▸ Consignes et exercices
(1) Traduisez en anglais cette phrase de l'extrait sur le cyberharcèlement : « Comment dès lors opérer une conciliation entre des objectifs variés ? »
(2) Écrivez la suite de l'extrait sur le cyberharcèlement, à partir de sa dernière phrase.
***** Extrait proposé
Nous avons, il y a quinze jours, auditionné les représentants des réseaux sociaux, et de nombreuses contradictions sont apparues entre plusieurs principes : entre la protection des personnes et le secret des correspondances, entre la protection de la liberté individuelle et la communication de données personnelles aux réseaux sociaux pour faciliter la reconnaissance d'éventuels harceleurs anonymes, etc. Comment dès lors opérer une conciliation entre des objectifs variés ? Existe-t-il une différence juridique d'approche entre pays européens, car, d'évidence, la lutte contre le cyberharcèlement ne peut se concevoir dans un seul pays ?
**********
***** Données
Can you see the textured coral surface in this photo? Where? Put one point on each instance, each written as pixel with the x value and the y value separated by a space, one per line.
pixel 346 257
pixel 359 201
**********
▸ Exercices corrigés
(1) How, then, can these varied objectives be reconciled?

(2)
Un grand nombre de nos interlocuteurs, notamment sur le terrain, ont attiré notre attention sur le développement dramatique du sexting et du revenge porn. Ainsi l'ensemble de la communauté éducative et des partenaires de l'éducation nationale rencontrés la semaine dernière dans le Pas-de-Calais soulignaient les dangers du cyberharcèlement, et la difficulté de lutter contre.
Quel regard portez-vous sur ce phénomène ? Comment agir pour supprimer définitivement d'internet des photos qui n'ont pas à y être ? Quelles relations entretenez-vous avec les réseaux sociaux afin qu'ils sortent clairement de l'ambiguïté actuelle et cessent de se réfugier derrière le respect formel de leurs obligations ? Bref, qu'ils soient enfin proactifs et participent à la sensibilisation et à la formation des utilisateurs.
Ainsi que nous l'a rappelé M. Éric Debarbieux la semaine dernière, l'obligation d'agir contre le harcèlement dans les établissements scolaires est déjà largement inscrite dans le droit. Nous avons tous les textes qu'il faut, et comme nous l'a confirmé la Défenseure des droits, le problème qui se pose est celui de leur application. Comment, par conséquent, faire du travail d'équipe entre les membres de la communauté éducative une réalité pour mieux lutter contre ces phénomènes ?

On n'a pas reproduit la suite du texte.